* _REQUEST_
Copy the stretch of entries from the start through the line containing "box: [499, 365, 525, 420]", swapping "rough mask" for "coarse mask" and keeping everything else the same. Omit the pictures from your answer.

Segment Start: DATA SUPPLIED

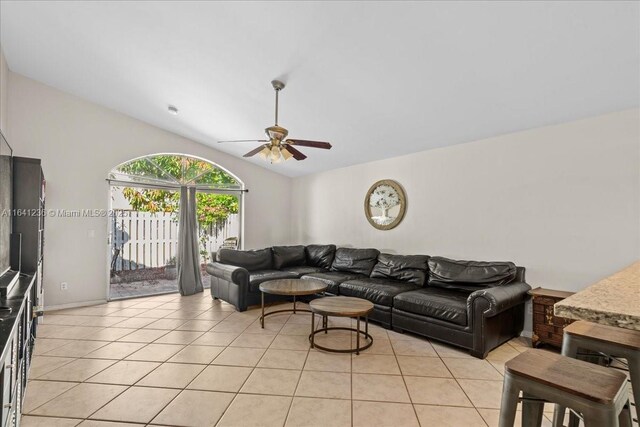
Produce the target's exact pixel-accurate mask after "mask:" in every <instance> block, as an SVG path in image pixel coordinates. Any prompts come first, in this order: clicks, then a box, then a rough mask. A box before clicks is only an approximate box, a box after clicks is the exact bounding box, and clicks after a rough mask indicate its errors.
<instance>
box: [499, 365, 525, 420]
mask: <svg viewBox="0 0 640 427" xmlns="http://www.w3.org/2000/svg"><path fill="white" fill-rule="evenodd" d="M519 394H520V390H519V389H518V387H517V386H516V385H515V384H514V383H513V379H512V378H511V376H510V375H509V374H508V373H507V374H505V376H504V381H503V383H502V402H501V403H500V421H499V423H498V427H513V423H514V422H515V420H516V409H517V408H518V395H519Z"/></svg>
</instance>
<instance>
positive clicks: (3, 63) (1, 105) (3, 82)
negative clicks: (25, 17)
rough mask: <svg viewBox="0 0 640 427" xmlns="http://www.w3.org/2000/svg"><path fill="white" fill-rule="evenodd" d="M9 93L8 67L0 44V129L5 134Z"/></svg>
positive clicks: (8, 75)
mask: <svg viewBox="0 0 640 427" xmlns="http://www.w3.org/2000/svg"><path fill="white" fill-rule="evenodd" d="M8 94H9V67H7V60H6V59H5V57H4V52H3V51H2V46H0V131H2V133H3V134H4V135H5V136H6V135H7V116H8V109H7V105H8V104H7V100H8Z"/></svg>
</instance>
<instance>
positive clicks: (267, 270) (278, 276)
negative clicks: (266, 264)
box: [249, 270, 298, 292]
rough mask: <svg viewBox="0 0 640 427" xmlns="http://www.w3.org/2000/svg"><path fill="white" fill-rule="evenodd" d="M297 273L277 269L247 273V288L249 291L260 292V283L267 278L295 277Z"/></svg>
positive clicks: (293, 278)
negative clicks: (247, 275)
mask: <svg viewBox="0 0 640 427" xmlns="http://www.w3.org/2000/svg"><path fill="white" fill-rule="evenodd" d="M297 278H298V275H297V274H296V273H294V272H292V271H279V270H258V271H252V272H251V273H249V290H250V291H251V292H260V288H259V286H260V283H263V282H266V281H267V280H277V279H297Z"/></svg>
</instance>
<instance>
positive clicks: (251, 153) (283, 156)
mask: <svg viewBox="0 0 640 427" xmlns="http://www.w3.org/2000/svg"><path fill="white" fill-rule="evenodd" d="M271 84H272V85H273V89H274V90H275V93H276V108H275V123H274V125H273V126H269V127H267V128H266V129H265V130H264V133H265V135H266V136H267V139H255V140H254V139H241V140H236V141H218V142H254V141H255V142H259V143H262V144H263V145H260V146H257V147H256V148H254V149H253V150H251V151H249V152H248V153H245V154H244V155H243V156H242V157H253V156H255V155H256V154H258V155H259V156H260V157H261V158H262V159H264V160H267V161H269V162H271V163H281V162H283V161H287V160H289V159H291V158H294V159H296V160H304V159H306V158H307V156H305V155H304V153H301V152H300V151H298V148H297V147H311V148H322V149H325V150H328V149H330V148H331V144H329V143H328V142H321V141H310V140H306V139H286V138H287V136H288V135H289V131H288V130H287V129H285V128H283V127H282V126H280V125H278V93H279V92H280V91H281V90H282V89H284V86H285V85H284V83H282V82H281V81H279V80H274V81H272V82H271Z"/></svg>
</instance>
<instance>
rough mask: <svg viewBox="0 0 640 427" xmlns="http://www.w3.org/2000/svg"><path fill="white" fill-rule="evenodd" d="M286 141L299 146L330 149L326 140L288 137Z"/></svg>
mask: <svg viewBox="0 0 640 427" xmlns="http://www.w3.org/2000/svg"><path fill="white" fill-rule="evenodd" d="M286 142H288V143H289V144H291V145H298V146H300V147H312V148H324V149H325V150H329V149H331V144H329V143H328V142H320V141H307V140H305V139H288V140H287V141H286Z"/></svg>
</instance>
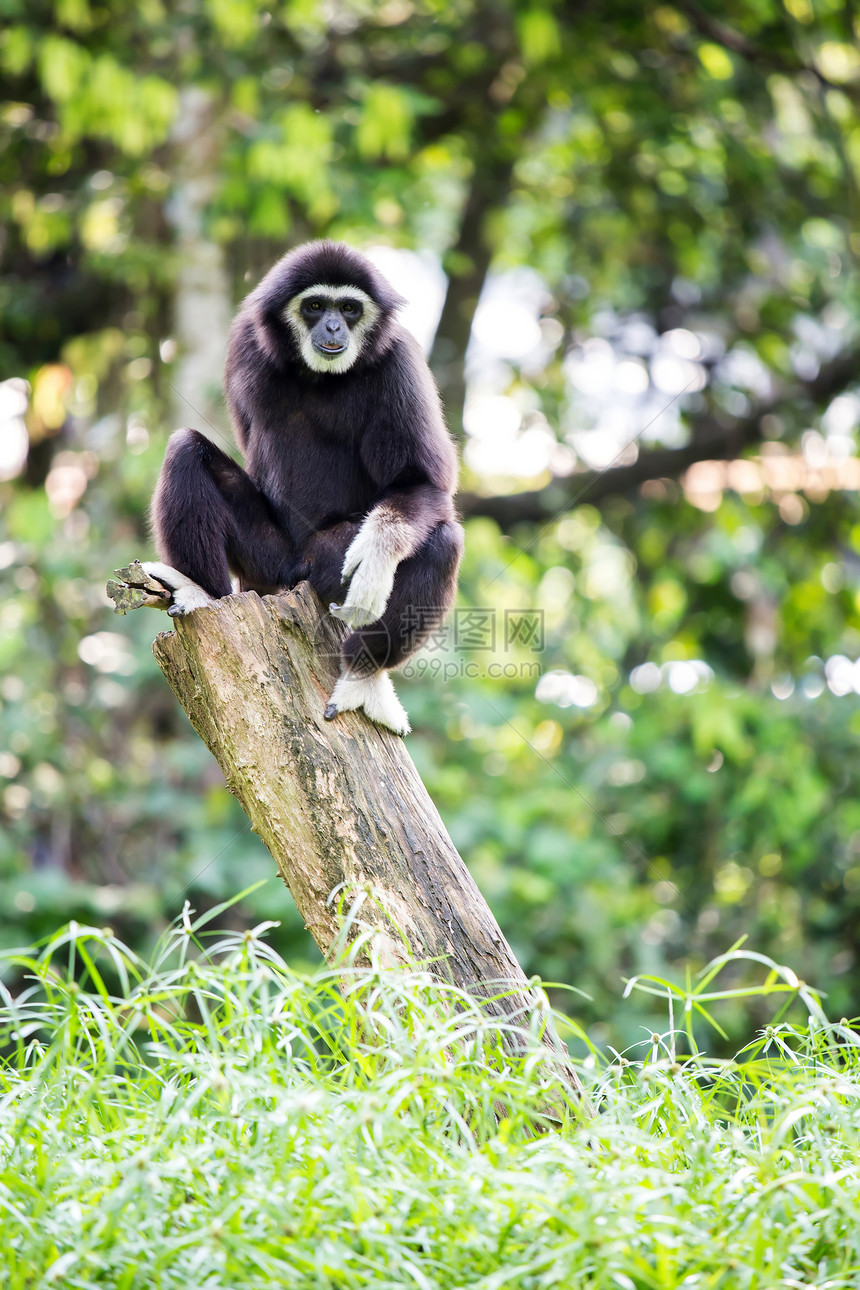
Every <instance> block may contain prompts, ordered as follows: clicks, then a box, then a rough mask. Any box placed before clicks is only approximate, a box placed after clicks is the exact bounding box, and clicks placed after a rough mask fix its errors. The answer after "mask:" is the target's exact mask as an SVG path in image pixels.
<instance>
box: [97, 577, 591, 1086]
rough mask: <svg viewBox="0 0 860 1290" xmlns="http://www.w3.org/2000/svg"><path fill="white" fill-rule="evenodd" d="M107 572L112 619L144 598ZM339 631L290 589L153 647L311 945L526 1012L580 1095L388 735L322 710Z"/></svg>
mask: <svg viewBox="0 0 860 1290" xmlns="http://www.w3.org/2000/svg"><path fill="white" fill-rule="evenodd" d="M135 570H137V573H135ZM117 573H119V577H120V579H122V581H121V582H120V583H116V582H113V581H112V582H111V583H110V584H108V593H110V595H111V597H112V599H115V600H116V604H117V610H119V611H120V613H125V611H126V610H128V609H133V608H137V605H138V604H139V605H143V604H155V602H156V600H157V599H159V597H157V596H153V593H152V586H151V582H152V581H151V579H148V581H144V575H143V573H142V570H141V569H139V565H137V566H135V565H130V566H129V568H128V569H121V570H117ZM129 583H130V587H129ZM138 588H139V590H138ZM162 604H164V601H162ZM344 632H346V628H344V627H343V626H342V624H340V623H339V622H337V620H335V619H333V618H331V615H330V614H326V613H325V611H324V610H322V606H321V605H320V601H318V600H317V597H316V595H315V593H313V591H312V590H311V587H309V584H308V583H302V584H300V586H299V587H297V588H295V590H294V591H291V592H281V593H280V595H277V596H263V597H260V596H258V595H257V593H255V592H245V593H242V595H236V596H227V597H224V599H223V600H219V601H217V602H215V604H214V605H213V606H211V608H205V609H197V610H196V611H195V613H193V614H190V615H188V617H184V618H177V619H175V631H173V632H161V633H160V635H159V636H157V639H156V641H155V645H153V653H155V657H156V660H157V663H159V667H160V668H161V671H162V672H164V675H165V677H166V679H168V682H169V684H170V686H171V689H173V690H174V693H175V695H177V698H178V699H179V702H181V703H182V706H183V708H184V710H186V712H187V713H188V717H190V719H191V724H192V725H193V728H195V730H196V731H197V734H199V735H200V738H201V739H202V740H204V743H205V744H206V746H208V747H209V749H210V751H211V753H213V756H214V757H215V760H217V761H218V764H219V766H220V769H222V770H223V773H224V777H226V779H227V784H228V787H230V788H231V791H232V792H233V793H235V795H236V797H237V799H239V801H240V802H241V805H242V808H244V809H245V811H246V814H248V815H249V818H250V820H251V826H253V828H254V831H255V832H257V833H259V836H260V837H262V840H263V842H264V844H266V846H267V848H268V850H269V851H271V853H272V857H273V858H275V862H276V864H277V867H279V871H280V873H281V877H282V878H284V881H285V882H286V885H288V888H289V889H290V893H291V894H293V899H294V900H295V903H297V906H298V908H299V912H300V915H302V917H303V918H304V921H306V924H307V926H308V929H309V931H311V934H312V935H313V939H315V940H316V943H317V946H318V947H320V949H321V951H322V952H324V953H325V955H330V953H331V951H333V948H335V949H337V948H338V947H342V946H343V944H344V940H346V942H347V943H351V942H353V940H355V939H357V938H358V937H364V935H367V934H370V935H369V942H367V943H369V944H370V946H373V949H374V953H375V955H376V957H378V958H379V961H380V962H383V964H386V965H395V964H402V962H406V961H410V960H413V961H415V960H418V961H420V962H425V964H427V965H428V967H429V970H431V971H433V973H435V974H436V975H437V977H440V978H441V979H445V980H450V982H453V983H454V984H455V986H458V987H459V988H462V989H464V991H467V992H468V993H469V995H472V996H474V997H478V998H481V1000H482V1001H485V1007H486V1009H487V1010H489V1011H490V1013H491V1014H494V1015H498V1017H499V1018H500V1020H503V1022H505V1023H511V1024H512V1026H514V1027H518V1028H529V1026H530V1023H531V1022H533V1020H534V1018H535V1017H538V1019H539V1022H540V1027H542V1032H543V1038H544V1044H545V1045H547V1047H548V1049H549V1050H551V1051H552V1053H553V1055H554V1057H556V1059H557V1060H560V1062H561V1064H562V1069H563V1072H565V1075H566V1077H567V1080H569V1081H570V1082H571V1084H572V1085H574V1087H576V1089H578V1090H579V1084H578V1080H576V1076H575V1072H574V1071H572V1069H571V1068H570V1066H569V1063H567V1059H566V1049H565V1047H563V1045H562V1044H561V1042H560V1041H558V1038H557V1036H556V1035H554V1031H553V1028H552V1022H551V1019H549V1015H548V1013H547V1002H545V998H544V996H543V993H542V992H540V991H538V989H535V988H533V987H531V986H530V984H529V982H527V980H526V978H525V975H523V973H522V969H521V967H520V965H518V962H517V961H516V958H514V956H513V952H512V949H511V947H509V946H508V943H507V942H505V939H504V937H503V935H502V931H500V929H499V926H498V924H496V922H495V918H494V917H493V915H491V912H490V909H489V907H487V904H486V902H485V899H484V897H482V895H481V893H480V891H478V889H477V886H476V884H474V880H473V878H472V876H471V873H469V871H468V869H467V867H465V864H464V863H463V860H462V859H460V857H459V854H458V853H456V850H455V848H454V844H453V842H451V840H450V837H449V836H447V832H446V831H445V826H444V824H442V820H441V819H440V815H438V811H437V810H436V808H435V806H433V802H432V801H431V799H429V796H428V793H427V789H425V788H424V786H423V784H422V780H420V778H419V775H418V771H416V770H415V766H414V765H413V761H411V759H410V756H409V753H407V752H406V748H405V746H404V742H402V739H400V738H397V737H396V735H393V734H389V733H388V731H386V730H380V729H379V728H378V726H374V725H371V722H370V721H367V720H366V717H365V716H364V715H362V713H356V712H348V713H342V715H340V716H339V717H338V719H337V720H335V721H333V722H326V721H325V720H324V717H322V712H324V710H325V704H326V698H327V695H329V694H330V691H331V688H333V685H334V682H335V679H337V675H338V655H339V645H340V640H342V637H343V633H344Z"/></svg>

Segment End: DATA SUPPLIED

* _COMPLETED EXERCISE_
Produce the target's exact pixel-accurate mask after "mask:" in every <instance> block, as an SVG path in image pixel coordinates. Any prompts come first, in this order: clicks, then a box, then a coarse mask. A box before clicks is only an approximate box, a box after clicks is the exact bounding box, and clicks after a coarse mask indicate its errors.
<instance>
box: [499, 365, 525, 420]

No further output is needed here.